• [ОПИСАНИЕ ЗАДАНИЯ]:
Соберите из записей все строки, где есть слово «camouflage». Большие и маленькие буквы различаются.
○ ○ ○ ○ ○ ○ ○
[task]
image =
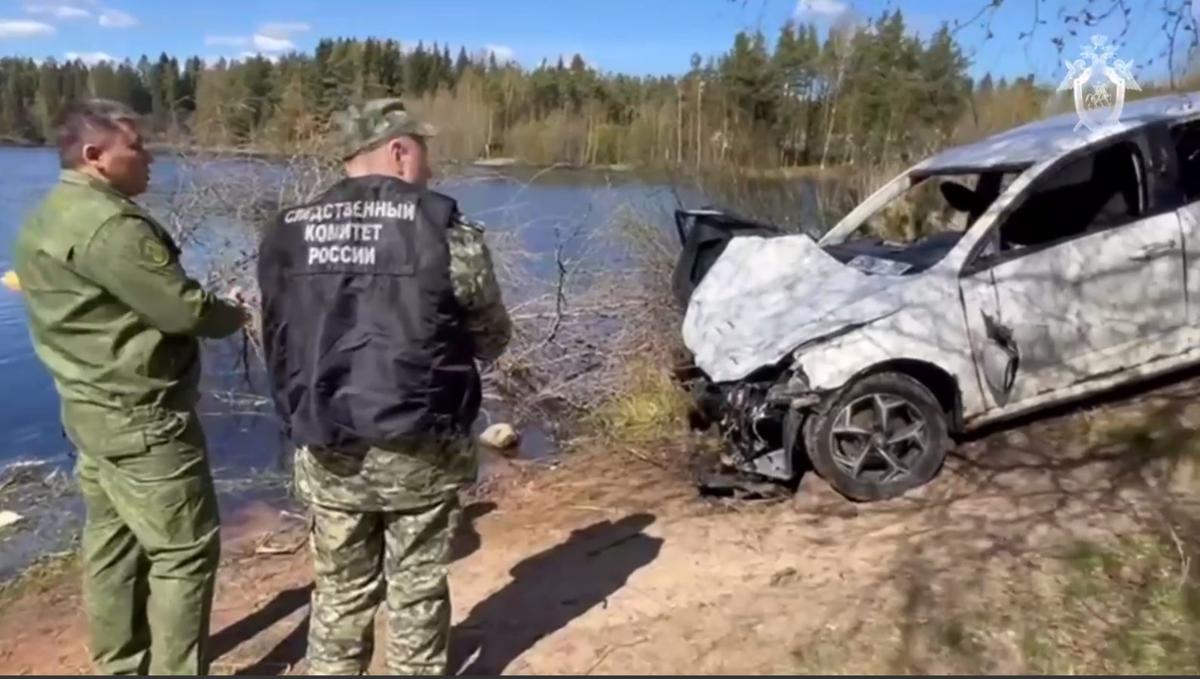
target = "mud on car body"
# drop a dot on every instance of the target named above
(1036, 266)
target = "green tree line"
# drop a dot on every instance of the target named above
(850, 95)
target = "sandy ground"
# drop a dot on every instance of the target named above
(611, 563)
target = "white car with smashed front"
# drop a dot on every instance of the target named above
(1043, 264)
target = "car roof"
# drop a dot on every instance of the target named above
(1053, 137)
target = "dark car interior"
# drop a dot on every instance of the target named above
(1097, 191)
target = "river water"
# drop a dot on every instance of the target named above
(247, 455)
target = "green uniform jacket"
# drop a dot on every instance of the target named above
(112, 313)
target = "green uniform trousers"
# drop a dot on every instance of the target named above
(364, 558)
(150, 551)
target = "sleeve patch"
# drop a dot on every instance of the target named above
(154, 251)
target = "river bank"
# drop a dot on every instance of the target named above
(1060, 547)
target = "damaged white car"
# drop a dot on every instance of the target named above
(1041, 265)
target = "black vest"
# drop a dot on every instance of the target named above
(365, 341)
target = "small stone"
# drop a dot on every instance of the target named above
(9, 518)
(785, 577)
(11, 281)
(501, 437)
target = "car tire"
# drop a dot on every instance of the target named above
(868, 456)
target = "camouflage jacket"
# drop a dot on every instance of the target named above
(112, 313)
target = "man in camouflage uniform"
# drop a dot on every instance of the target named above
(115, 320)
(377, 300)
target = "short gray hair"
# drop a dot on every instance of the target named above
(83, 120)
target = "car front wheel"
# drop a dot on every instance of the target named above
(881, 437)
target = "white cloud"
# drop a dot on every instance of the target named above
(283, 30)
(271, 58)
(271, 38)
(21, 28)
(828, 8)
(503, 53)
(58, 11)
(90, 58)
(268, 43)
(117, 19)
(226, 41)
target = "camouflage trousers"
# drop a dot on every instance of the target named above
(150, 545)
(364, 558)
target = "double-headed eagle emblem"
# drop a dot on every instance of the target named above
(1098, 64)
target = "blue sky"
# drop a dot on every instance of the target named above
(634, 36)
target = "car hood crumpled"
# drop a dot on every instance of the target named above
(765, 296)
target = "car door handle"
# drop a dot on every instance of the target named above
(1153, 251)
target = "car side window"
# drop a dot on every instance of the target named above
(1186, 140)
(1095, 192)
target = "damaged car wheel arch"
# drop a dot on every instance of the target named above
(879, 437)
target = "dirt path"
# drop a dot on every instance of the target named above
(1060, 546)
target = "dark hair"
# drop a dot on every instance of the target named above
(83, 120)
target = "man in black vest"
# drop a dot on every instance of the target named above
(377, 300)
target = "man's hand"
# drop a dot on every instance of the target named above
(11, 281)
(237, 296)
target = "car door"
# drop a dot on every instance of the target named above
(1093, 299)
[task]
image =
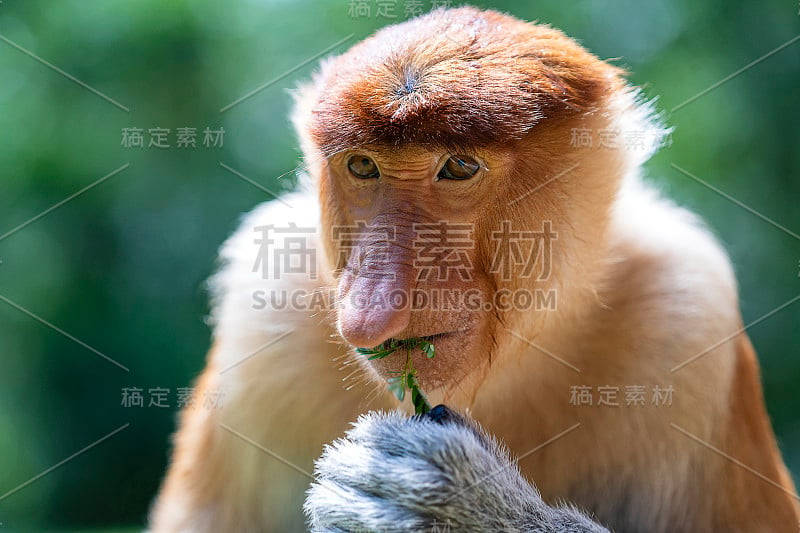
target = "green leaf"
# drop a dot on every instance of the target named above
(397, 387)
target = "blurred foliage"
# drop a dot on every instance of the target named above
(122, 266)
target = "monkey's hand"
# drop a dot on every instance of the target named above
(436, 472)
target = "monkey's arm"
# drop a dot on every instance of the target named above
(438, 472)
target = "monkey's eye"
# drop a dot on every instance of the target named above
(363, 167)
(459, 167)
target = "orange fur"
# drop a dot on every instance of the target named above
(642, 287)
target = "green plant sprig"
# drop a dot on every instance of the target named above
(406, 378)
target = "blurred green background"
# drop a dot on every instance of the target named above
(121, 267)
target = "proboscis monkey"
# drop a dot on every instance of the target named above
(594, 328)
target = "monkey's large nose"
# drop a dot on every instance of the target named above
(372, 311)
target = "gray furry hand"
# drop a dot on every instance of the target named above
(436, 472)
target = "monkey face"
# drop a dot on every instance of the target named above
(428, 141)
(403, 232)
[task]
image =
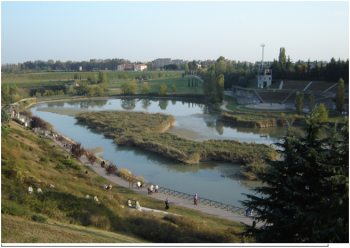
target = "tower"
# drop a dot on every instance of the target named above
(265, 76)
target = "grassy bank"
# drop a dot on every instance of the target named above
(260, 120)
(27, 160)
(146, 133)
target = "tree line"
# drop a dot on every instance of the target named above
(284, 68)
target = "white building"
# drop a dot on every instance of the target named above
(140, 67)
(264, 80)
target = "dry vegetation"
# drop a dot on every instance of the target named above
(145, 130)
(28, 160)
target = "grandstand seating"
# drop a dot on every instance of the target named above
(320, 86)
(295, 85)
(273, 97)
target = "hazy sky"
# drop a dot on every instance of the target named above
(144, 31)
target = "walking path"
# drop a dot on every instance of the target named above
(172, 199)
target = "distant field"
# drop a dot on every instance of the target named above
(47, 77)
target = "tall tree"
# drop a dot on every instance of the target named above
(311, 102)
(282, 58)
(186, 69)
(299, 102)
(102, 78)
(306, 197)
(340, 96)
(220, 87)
○ ○ ○ ○ ○ ○ ○
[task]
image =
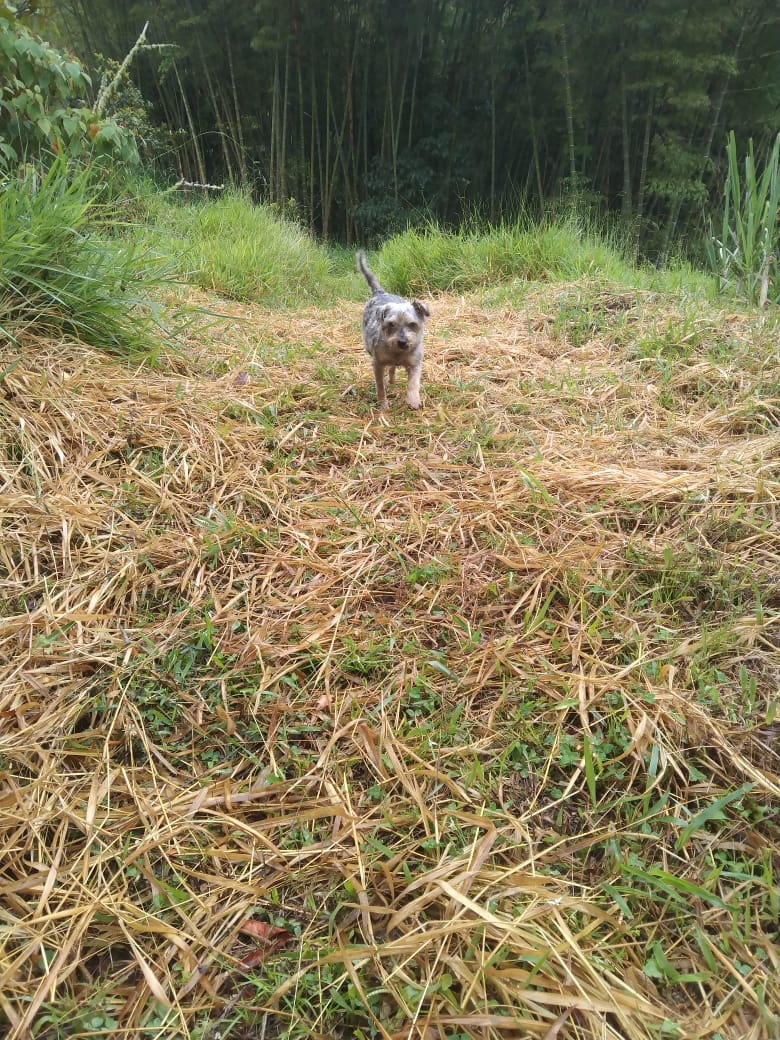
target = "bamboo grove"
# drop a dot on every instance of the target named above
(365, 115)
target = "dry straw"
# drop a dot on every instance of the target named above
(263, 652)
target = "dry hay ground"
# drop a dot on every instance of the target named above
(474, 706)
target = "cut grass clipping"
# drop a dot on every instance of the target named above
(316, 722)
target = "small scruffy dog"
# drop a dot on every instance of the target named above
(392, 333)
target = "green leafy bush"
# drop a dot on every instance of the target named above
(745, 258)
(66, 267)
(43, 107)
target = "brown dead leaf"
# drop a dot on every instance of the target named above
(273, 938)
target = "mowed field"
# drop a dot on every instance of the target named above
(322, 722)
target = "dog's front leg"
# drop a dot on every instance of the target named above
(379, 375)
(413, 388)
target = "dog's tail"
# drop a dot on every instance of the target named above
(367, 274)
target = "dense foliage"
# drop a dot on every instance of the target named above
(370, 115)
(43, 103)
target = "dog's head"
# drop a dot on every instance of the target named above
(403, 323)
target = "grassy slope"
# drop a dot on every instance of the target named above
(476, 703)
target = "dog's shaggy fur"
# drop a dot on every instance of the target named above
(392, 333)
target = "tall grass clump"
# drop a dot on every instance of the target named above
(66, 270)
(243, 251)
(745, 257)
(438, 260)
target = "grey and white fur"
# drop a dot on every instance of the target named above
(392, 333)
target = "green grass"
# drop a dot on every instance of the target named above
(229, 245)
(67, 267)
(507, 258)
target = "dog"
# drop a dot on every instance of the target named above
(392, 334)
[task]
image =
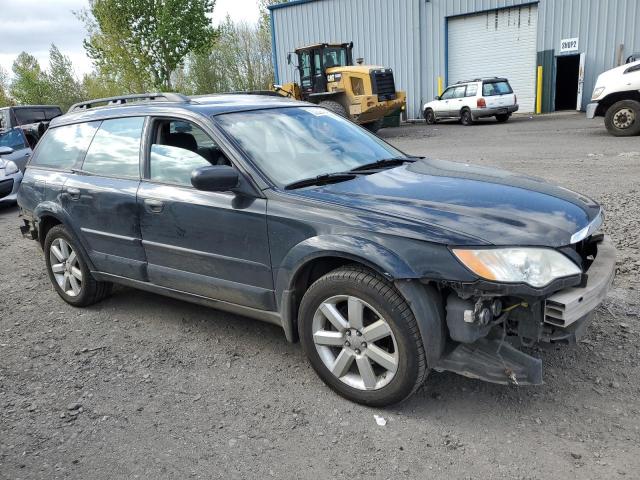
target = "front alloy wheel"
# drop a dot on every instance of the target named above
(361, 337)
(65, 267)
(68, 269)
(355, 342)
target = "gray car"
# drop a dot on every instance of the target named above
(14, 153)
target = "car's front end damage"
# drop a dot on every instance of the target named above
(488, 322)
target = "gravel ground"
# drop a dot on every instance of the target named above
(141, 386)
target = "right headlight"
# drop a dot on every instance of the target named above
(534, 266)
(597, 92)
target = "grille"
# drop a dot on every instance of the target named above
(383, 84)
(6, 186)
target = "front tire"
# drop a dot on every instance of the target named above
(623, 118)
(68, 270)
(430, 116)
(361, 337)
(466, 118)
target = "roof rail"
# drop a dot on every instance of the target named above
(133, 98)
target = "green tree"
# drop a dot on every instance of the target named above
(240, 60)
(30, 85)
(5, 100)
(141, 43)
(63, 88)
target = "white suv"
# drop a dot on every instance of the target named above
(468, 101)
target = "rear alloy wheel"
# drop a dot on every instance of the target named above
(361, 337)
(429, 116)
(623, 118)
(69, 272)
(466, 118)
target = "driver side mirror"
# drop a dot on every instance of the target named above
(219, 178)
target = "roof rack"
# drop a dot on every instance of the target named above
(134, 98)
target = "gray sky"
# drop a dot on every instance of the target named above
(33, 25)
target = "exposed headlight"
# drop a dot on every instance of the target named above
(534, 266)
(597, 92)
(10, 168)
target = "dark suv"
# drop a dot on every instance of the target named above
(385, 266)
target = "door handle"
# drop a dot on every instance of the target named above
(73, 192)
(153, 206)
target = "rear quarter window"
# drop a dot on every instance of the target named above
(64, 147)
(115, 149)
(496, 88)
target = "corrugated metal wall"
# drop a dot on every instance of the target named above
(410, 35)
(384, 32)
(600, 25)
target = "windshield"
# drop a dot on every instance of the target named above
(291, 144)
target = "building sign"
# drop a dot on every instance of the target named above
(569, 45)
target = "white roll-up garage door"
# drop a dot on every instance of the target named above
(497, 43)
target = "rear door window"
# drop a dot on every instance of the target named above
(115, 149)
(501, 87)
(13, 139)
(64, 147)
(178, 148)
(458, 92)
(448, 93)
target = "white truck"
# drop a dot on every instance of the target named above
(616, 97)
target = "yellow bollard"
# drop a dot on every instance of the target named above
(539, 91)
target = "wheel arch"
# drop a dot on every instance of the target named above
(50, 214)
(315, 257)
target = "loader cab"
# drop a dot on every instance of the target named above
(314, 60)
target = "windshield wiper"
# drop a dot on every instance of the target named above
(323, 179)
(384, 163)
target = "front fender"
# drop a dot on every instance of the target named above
○ ○ ○ ○ ○ ○ ○
• [ОТВЕТ К ЗАДАЧЕ]:
target = "camouflage jacket"
target = "man in camouflage uniform"
target = "camouflage trousers"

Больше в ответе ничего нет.